▸ **AIM OF THE EXERCISE**: How many lines in the entries below contain the string "wire"? Matching is case-sensitive; reply with the number only.

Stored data
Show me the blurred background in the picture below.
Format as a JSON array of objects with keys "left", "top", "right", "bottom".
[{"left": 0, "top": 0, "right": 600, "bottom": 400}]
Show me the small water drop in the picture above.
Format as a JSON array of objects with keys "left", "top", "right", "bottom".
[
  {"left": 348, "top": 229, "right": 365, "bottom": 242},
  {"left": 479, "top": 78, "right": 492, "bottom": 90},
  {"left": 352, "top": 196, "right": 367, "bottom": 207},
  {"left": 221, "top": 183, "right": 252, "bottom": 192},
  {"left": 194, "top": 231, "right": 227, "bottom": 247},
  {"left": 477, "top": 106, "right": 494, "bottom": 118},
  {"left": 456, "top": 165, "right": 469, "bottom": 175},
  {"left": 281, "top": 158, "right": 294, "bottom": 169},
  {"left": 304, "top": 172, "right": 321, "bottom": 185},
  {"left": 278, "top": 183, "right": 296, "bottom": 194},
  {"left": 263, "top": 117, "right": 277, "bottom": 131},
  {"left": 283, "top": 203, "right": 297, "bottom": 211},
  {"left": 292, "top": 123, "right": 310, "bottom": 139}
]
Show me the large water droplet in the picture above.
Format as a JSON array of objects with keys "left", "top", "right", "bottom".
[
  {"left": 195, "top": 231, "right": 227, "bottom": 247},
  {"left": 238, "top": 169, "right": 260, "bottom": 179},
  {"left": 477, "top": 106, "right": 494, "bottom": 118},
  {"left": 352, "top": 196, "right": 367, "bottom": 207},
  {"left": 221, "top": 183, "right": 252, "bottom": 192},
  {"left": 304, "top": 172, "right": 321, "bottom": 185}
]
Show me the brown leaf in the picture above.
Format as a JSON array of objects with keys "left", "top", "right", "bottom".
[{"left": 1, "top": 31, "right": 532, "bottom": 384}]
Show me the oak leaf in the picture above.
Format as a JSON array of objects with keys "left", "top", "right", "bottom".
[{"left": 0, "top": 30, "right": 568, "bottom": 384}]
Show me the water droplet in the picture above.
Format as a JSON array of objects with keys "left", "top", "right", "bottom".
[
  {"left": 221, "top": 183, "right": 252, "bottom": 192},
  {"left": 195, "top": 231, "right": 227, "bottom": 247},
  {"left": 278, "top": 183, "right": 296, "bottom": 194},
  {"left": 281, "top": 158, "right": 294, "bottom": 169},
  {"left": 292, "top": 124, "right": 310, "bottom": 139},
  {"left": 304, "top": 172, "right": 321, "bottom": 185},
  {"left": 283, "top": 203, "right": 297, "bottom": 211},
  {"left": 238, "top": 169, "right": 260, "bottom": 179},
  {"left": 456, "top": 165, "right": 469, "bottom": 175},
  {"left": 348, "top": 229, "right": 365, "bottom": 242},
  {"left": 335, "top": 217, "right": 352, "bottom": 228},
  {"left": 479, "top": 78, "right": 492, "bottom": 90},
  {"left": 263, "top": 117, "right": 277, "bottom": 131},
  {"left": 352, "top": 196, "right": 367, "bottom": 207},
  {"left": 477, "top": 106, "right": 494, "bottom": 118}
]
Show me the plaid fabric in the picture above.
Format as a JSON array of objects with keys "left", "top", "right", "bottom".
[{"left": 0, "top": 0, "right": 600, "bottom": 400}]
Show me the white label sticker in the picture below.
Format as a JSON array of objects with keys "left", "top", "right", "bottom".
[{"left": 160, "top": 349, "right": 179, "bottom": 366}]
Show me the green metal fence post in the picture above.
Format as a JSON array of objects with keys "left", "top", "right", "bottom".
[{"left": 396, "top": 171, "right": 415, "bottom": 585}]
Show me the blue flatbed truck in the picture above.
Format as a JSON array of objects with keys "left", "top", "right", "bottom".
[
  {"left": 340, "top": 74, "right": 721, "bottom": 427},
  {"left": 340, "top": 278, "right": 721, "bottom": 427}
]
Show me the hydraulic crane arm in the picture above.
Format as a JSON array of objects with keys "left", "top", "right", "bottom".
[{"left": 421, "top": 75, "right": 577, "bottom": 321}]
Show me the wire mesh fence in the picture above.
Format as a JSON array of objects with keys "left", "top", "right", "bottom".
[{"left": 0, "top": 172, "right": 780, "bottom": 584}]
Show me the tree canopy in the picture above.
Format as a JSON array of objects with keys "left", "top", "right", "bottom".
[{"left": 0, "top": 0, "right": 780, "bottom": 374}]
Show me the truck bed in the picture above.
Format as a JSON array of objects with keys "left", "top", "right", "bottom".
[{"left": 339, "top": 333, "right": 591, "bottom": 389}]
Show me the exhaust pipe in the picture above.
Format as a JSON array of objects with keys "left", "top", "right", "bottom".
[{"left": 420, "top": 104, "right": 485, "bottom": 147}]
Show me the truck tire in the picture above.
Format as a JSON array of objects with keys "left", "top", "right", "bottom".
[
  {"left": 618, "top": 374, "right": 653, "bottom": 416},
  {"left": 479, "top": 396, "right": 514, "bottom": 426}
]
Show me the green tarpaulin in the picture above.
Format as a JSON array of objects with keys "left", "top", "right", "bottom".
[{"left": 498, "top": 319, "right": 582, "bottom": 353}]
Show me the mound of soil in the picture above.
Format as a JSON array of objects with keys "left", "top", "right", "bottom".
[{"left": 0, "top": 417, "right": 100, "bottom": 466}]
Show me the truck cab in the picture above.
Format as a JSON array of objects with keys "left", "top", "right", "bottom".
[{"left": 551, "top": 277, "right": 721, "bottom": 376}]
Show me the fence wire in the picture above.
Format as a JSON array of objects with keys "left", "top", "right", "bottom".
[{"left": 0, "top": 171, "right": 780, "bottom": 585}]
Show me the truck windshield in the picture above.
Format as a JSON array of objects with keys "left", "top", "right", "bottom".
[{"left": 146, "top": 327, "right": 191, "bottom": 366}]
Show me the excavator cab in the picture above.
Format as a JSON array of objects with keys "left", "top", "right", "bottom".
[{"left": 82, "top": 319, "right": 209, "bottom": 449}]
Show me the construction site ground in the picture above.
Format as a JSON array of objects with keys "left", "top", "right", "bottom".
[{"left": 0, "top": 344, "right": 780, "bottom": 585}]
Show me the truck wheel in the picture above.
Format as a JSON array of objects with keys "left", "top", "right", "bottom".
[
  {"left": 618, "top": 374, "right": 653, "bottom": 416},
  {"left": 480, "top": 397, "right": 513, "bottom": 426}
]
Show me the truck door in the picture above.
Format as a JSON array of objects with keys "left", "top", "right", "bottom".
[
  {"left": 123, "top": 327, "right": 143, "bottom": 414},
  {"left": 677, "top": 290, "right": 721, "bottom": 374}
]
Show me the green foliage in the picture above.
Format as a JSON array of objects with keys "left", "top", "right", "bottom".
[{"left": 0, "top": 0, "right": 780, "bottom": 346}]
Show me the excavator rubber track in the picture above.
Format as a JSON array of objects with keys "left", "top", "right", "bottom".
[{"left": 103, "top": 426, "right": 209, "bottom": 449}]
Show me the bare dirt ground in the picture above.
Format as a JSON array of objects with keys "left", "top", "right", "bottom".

▸ **WORKED SOLUTION**: 2